Task instructions
The full set of entries must be copied exactly.

##### Data for the task

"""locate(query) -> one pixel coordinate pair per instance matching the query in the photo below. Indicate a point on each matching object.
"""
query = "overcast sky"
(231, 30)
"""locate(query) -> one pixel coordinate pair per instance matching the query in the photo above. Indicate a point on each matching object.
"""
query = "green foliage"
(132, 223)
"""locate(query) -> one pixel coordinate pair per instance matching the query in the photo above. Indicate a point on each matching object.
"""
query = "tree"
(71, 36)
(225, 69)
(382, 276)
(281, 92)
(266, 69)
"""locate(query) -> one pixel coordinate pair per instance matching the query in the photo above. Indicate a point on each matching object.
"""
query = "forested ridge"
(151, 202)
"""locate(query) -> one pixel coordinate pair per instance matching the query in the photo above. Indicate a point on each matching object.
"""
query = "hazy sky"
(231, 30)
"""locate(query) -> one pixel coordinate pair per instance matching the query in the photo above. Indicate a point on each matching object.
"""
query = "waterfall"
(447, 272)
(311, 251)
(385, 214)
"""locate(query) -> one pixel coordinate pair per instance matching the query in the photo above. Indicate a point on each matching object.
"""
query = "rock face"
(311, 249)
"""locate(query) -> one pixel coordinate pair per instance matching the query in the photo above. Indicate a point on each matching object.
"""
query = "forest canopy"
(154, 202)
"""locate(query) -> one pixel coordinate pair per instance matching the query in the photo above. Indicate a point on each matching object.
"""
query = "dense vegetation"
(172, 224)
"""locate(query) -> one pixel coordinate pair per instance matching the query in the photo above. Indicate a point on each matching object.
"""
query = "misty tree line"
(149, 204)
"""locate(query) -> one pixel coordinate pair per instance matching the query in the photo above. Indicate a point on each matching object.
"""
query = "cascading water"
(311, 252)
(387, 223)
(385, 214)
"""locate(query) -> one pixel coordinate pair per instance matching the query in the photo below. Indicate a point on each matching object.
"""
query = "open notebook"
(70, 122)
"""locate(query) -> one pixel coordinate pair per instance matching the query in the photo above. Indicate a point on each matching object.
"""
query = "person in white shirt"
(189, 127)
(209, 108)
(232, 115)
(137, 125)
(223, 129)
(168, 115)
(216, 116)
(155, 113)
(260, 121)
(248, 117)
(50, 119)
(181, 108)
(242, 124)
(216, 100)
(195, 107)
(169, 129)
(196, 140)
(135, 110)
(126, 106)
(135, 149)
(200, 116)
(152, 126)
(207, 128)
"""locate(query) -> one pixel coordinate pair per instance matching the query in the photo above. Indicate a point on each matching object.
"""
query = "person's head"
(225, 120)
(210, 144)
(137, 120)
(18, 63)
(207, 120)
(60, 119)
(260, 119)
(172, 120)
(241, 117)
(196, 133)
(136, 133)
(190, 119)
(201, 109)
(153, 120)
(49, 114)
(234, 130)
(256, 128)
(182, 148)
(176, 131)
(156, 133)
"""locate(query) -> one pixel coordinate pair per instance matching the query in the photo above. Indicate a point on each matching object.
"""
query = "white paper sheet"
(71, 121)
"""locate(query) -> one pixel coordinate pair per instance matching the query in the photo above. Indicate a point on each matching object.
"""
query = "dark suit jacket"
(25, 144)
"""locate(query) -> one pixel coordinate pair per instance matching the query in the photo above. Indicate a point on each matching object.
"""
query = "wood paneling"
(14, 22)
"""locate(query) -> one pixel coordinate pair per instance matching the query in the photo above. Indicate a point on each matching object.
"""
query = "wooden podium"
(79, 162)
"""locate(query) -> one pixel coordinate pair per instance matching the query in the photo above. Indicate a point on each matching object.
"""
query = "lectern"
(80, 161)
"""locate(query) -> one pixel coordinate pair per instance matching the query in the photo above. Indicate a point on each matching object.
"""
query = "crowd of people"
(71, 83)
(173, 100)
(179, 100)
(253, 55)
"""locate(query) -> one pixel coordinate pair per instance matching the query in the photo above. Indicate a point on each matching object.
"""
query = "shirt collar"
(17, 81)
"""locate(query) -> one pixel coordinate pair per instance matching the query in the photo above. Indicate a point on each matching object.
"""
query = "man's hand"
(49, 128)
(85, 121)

##########

Reply
"""locate(query) -> one pixel coordinate pair per instance matching the query in the photo below. Indicate a point on each matching object.
"""
query = "overcast sky"
(231, 30)
"""locate(query) -> one pixel coordinate pair per instance matching the query in the photo above. Indicate a point on each matching object.
"""
query = "green foliage"
(132, 223)
"""locate(query) -> one pixel coordinate pair per instance matching the query in the photo above. Indicate a point on each matching object.
"""
query = "tree"
(71, 36)
(225, 69)
(382, 276)
(281, 92)
(266, 69)
"""locate(query) -> one pixel coordinate pair per instance matching the query in the photo above. Indicate a point on each matching object.
"""
query = "forested ridge"
(151, 202)
"""locate(query) -> one pixel coordinate pair per instance matching the query in the photo above. Indicate a point on each matching object.
"""
query = "hazy sky"
(231, 30)
"""locate(query) -> one pixel coordinate pair per instance matching the query in the photo above. Indicate a point on each matching object.
"""
query = "waterfall"
(447, 272)
(311, 251)
(385, 214)
"""locate(query) -> one pixel coordinate pair per instance matching the query in the photo above. Indicate a point on each matching object.
"""
query = "rock face"
(311, 249)
"""locate(query) -> one pixel coordinate pair per instance matching the query in the photo above. Indicate a point on each matching object.
"""
query = "forest canopy"
(154, 202)
"""locate(query) -> one pixel coordinate pair per instance matching the query in the photo above. Indicate a point on each matching object.
"""
query = "dense vegetation"
(172, 224)
"""locate(query) -> one pixel coordinate pair per instance matching the query in the photo above. Indicate a point on each matching object.
"""
query = "misty tree line"
(149, 204)
"""locate(query) -> one pixel coordinate pair per instance matching the query in the photo above. Indicate a point on each matching object.
"""
query = "cascading water"
(311, 252)
(387, 223)
(385, 214)
"""locate(query) -> one pixel coordinate pair per instance matching the query in the photo below. Indicate a point on each matching object.
"""
query = "open notebook"
(70, 122)
"""locate(query) -> one pixel coordinate pair per instance matching the query in the photo above. Indicate a point on each matching object.
"""
query = "person in white shirt"
(189, 127)
(209, 108)
(232, 115)
(137, 125)
(223, 129)
(168, 115)
(216, 116)
(155, 113)
(260, 121)
(248, 117)
(50, 119)
(181, 108)
(242, 124)
(216, 100)
(195, 107)
(169, 129)
(196, 140)
(135, 110)
(126, 106)
(135, 149)
(200, 116)
(152, 126)
(207, 128)
"""locate(query) -> one pixel coordinate pair per instance matching the query in the photo above. Indicate a point on each matching object.
"""
query = "person's head"
(225, 120)
(210, 144)
(137, 120)
(18, 63)
(207, 120)
(60, 119)
(260, 119)
(172, 120)
(241, 117)
(196, 133)
(136, 133)
(190, 119)
(201, 109)
(153, 120)
(49, 114)
(234, 130)
(256, 128)
(182, 148)
(176, 131)
(156, 133)
"""locate(query) -> one pixel coordinate pair per instance matching the query in the photo above. Indicate a point on each matching object.
"""
query = "white paper sheet"
(71, 121)
"""locate(query) -> one pixel coordinate pair per instance matching the query in the photo above. Indicate a point on each matching object.
"""
query = "dark suit jacket"
(25, 144)
"""locate(query) -> one pixel coordinate pair per instance matching the query in the photo above. Indicate a point on each matching object.
"""
query = "wood paneling"
(14, 22)
"""locate(query) -> one pixel coordinate pair per instance matching the query in the photo above. Indicate a point on each matching object.
"""
query = "wooden podium"
(79, 162)
"""locate(query) -> one pixel coordinate pair per instance matching the query in the photo above. Indicate a point on each matching object.
"""
query = "lectern"
(80, 161)
"""locate(query) -> one pixel coordinate pair per instance matching the query in the photo above. Indicate a point on each matching object.
"""
query = "crowd of people"
(71, 83)
(173, 100)
(179, 100)
(253, 55)
"""locate(query) -> one pixel coordinate pair per instance matching the query in the photo above. Indicate a point on each matching object.
"""
query = "shirt collar"
(17, 81)
"""locate(query) -> one pixel coordinate pair per instance matching the query in the photo above. Indicate a point on each matching object.
"""
query = "man's hand"
(49, 128)
(85, 121)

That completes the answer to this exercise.